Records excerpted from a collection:
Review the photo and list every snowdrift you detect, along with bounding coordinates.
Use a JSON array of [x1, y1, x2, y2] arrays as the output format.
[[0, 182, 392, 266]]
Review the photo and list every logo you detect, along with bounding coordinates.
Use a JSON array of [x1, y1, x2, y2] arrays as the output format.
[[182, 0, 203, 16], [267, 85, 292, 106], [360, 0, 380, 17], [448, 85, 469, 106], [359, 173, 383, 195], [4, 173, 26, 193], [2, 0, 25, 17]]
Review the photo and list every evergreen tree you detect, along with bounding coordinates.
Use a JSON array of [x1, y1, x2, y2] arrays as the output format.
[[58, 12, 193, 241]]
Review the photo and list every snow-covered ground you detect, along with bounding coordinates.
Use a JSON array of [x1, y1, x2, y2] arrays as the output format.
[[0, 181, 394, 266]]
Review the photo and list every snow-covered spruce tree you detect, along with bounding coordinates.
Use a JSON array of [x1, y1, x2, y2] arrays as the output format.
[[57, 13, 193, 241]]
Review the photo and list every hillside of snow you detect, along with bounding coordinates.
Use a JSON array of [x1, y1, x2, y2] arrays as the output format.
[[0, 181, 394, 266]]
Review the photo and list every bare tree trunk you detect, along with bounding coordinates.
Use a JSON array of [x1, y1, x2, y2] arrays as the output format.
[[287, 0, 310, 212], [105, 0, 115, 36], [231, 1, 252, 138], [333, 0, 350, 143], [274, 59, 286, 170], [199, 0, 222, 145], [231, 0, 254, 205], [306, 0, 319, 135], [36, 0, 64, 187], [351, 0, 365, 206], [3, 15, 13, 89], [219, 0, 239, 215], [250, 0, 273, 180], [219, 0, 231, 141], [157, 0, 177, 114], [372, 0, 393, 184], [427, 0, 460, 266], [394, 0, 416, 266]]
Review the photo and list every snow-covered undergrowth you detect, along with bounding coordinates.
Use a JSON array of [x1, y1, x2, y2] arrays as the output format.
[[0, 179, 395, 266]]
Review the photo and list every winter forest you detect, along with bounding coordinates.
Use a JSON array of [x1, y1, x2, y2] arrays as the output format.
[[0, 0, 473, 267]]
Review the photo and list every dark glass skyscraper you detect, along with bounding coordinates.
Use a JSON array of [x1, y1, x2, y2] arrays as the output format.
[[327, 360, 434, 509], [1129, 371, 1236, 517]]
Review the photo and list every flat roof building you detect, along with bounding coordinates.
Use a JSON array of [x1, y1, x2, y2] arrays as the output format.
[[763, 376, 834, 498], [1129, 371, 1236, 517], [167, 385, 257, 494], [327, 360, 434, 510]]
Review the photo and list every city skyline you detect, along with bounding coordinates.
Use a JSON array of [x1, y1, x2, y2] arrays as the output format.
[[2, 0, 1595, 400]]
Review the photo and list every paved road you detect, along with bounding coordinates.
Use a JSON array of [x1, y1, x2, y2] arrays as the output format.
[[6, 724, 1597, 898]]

* * *

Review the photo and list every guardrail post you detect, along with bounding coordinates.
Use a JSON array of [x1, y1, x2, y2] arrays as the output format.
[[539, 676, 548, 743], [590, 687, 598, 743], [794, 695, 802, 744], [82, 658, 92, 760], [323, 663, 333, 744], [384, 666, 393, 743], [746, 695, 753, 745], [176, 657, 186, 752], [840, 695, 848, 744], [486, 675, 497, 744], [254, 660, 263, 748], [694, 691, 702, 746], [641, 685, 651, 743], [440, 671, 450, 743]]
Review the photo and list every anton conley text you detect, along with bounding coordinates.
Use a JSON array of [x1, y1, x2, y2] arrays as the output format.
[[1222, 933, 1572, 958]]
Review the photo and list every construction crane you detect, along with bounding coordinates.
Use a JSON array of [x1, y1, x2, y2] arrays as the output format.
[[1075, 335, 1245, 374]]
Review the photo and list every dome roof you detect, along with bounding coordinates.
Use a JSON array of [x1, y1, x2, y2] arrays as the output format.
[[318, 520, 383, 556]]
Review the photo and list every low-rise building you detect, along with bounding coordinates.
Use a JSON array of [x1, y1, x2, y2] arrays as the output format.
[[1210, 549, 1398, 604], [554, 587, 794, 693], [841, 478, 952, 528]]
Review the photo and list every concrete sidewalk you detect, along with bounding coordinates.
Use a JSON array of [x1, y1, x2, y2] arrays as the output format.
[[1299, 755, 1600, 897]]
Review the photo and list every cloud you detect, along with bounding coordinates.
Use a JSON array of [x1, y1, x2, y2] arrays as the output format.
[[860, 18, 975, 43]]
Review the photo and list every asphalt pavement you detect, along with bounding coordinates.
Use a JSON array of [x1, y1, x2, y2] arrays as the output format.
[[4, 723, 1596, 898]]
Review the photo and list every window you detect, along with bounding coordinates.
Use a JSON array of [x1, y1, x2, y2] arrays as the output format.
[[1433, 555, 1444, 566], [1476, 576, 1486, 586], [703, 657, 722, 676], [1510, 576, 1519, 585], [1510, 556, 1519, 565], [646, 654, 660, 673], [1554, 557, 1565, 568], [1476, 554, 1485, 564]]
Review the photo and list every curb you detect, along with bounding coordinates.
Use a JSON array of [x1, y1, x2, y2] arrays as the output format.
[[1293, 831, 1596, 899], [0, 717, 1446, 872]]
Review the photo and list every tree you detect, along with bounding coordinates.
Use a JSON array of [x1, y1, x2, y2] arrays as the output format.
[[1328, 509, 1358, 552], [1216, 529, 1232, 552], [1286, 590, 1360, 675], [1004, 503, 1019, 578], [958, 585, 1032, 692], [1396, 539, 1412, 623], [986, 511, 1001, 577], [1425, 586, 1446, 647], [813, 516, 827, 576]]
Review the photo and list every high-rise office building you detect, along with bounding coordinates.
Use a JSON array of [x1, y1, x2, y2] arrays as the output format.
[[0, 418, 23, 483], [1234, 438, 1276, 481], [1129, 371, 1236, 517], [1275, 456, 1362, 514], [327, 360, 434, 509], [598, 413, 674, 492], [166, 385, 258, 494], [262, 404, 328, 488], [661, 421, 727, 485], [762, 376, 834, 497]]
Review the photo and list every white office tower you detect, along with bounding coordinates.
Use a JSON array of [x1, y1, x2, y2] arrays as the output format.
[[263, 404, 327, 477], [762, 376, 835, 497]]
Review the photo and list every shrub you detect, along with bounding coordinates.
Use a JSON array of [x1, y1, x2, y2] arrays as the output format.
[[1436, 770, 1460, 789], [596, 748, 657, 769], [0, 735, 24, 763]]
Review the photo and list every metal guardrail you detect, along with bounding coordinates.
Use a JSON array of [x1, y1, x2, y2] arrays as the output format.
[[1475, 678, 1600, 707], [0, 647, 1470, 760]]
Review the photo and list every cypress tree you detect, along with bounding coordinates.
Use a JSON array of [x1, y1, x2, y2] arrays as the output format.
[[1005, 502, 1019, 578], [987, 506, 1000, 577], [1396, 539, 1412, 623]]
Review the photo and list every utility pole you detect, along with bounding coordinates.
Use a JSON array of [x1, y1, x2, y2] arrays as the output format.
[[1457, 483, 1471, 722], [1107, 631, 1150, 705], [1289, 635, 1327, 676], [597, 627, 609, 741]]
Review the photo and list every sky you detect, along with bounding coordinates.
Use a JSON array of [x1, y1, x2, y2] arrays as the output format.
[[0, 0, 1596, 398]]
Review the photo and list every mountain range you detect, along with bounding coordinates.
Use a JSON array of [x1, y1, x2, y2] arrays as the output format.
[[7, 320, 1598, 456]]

--

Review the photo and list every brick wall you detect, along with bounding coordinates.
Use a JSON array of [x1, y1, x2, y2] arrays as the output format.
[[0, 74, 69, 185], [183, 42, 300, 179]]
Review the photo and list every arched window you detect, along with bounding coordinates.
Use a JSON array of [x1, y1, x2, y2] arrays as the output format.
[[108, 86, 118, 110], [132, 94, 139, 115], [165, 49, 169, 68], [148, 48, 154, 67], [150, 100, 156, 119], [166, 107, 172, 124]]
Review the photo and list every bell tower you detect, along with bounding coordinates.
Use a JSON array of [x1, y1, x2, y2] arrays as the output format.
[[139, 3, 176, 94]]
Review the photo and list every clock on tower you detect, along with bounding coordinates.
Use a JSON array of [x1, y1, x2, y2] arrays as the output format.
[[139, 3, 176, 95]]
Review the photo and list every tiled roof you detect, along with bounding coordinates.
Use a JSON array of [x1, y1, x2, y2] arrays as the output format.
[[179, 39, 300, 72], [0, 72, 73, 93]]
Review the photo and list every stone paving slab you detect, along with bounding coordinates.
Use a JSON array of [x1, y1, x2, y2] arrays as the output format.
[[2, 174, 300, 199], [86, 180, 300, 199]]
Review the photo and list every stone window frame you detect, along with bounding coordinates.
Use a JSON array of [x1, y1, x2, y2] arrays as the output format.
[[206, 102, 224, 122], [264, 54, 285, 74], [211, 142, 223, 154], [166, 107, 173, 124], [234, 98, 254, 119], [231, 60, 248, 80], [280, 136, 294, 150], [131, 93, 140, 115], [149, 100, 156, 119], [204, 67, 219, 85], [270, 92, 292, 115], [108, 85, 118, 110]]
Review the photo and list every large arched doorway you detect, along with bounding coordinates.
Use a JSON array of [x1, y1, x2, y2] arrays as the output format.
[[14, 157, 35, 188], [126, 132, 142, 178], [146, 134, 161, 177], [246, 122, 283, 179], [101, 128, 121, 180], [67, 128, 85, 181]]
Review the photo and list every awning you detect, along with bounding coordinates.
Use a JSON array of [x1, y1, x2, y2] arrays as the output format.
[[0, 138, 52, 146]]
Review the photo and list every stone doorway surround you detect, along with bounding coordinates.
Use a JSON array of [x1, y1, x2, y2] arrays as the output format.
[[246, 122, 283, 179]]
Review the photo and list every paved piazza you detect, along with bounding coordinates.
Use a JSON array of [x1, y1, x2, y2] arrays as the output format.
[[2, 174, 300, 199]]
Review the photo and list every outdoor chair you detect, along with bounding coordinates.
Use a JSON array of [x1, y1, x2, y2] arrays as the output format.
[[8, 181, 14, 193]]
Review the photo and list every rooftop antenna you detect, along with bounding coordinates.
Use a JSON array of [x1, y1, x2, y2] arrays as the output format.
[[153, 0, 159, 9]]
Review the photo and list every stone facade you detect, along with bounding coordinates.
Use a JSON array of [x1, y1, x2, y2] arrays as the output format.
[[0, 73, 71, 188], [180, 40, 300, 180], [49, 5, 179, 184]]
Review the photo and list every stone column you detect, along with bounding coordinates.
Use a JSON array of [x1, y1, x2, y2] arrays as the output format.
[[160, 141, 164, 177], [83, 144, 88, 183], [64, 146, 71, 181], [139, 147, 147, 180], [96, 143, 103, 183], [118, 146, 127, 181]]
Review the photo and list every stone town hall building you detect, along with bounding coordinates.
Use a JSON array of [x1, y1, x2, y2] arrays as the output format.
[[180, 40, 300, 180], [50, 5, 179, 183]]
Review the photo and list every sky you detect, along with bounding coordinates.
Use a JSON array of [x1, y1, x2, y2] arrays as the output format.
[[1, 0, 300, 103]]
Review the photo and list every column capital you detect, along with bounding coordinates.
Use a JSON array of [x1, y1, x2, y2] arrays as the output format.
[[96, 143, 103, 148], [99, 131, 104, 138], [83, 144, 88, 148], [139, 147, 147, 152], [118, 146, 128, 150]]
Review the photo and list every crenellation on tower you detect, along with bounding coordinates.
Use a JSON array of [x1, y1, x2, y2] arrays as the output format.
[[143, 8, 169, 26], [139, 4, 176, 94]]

* Work required: Go line by line through the data above and report each one that holds the string "arched".

* Written solution:
Review the photo and list every arched window you detect, along with bounding coordinates.
Review the photo and list every large arched doorway you detect, along with bounding coordinates.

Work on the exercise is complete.